- Document section -
+ + + +
0

I have a sentence which contains attributes : "hey how <span target="">you</span>"

I would like to put 'hey', 'how', '<span target="">you</span>' in an array.

I used string.split(' ') and got ['hey','how','<span','target="">you</span>']

Is it possible to split all the words and use at the same time the regex in order to catch the words which begin with < and finish with > ?

Thank you

Seabon
  • 241
  • 1
  • 3
  • 14
  • Parsing HTML with regex is [dangerous territory](http://stackoverflow.com/a/1732454/382456), why do you need this? – Scott Jan 12 '17 at 16:14
  • I have a sentence : "hello how are you" (example) and I have to extract each words in an array and sometimes there are some html tags... So what do you suggest if it is not appropriate ? – Seabon Jan 12 '17 at 16:56

4 Answers4

1

If level of nested HTML tags is zero then this would help:

console.log('hey how <span target="">you</span>'.match(/(?!<)\S+|<(\w+)\b[^]*?\/\1>/g));
revo
  • 47,783
  • 14
  • 74
  • 117
0

regex should not be used to parse html - RegEx match open tags except XHTML self-contained tags

maybe you should ues jQuery?
+ + + +
- Material supplied -
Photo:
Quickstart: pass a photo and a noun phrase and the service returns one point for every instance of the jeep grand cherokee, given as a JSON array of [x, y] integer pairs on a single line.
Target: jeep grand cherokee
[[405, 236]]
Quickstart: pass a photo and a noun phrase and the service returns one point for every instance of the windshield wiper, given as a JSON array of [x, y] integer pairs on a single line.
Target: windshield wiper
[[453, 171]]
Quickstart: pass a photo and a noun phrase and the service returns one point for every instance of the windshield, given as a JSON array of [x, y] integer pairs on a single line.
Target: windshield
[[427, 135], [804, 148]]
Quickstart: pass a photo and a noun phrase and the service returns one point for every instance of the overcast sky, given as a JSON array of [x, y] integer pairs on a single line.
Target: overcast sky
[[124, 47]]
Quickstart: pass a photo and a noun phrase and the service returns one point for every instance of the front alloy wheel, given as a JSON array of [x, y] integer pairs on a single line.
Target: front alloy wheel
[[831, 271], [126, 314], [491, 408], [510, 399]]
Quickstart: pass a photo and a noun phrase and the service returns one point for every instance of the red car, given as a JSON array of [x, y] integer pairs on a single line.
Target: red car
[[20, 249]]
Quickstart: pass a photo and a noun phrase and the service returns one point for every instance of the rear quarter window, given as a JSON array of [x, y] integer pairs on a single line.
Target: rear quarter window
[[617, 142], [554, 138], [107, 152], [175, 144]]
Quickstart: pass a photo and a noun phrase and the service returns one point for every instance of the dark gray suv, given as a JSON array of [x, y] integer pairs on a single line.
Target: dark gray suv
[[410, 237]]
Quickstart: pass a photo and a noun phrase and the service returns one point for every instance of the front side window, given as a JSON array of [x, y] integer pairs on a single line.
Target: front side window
+ + + +
- Written request A -
In the rows, begin at the first line and stop after the line that contains "[[453, 171]]". Rewrite these lines, substituting "wiper blade" for "windshield wiper" and leaving everything else unchanged.
- Written request B -
Pick up the forum thread about splitting a sentence with HTML tags into an array and continue it from its last line.
The forum thread and the rows have nothing to do with each other.

- Task answer A -
Photo:
Quickstart: pass a photo and a noun phrase and the service returns one point for every instance of the jeep grand cherokee, given as a JSON array of [x, y] integer pairs on a single line.
Target: jeep grand cherokee
[[405, 236]]
Quickstart: pass a photo and a noun phrase and the service returns one point for every instance of the wiper blade, given as a JSON array of [x, y] integer pairs on a single line.
Target: wiper blade
[[453, 171]]

- Task answer B -
$("#txt").text()
Community
  • 1
  • 1
Max Paymar
  • 588
  • 1
  • 7
  • 23
0

This should do the trick, but as @Scott mentioned regex may not be the appropriate way to handle html depending on your data.

const regex = /\<.+?>.*?\<.+?>|\S+/g;
const str = `hey how <span target="">you</span>`;

console.log(str.match(regex));
Wagner DosAnjos
  • 6,304
  • 1
  • 15
  • 29
0

I would say don't parse html using Regex. Using jquery or javascript functions is much more easy and safe.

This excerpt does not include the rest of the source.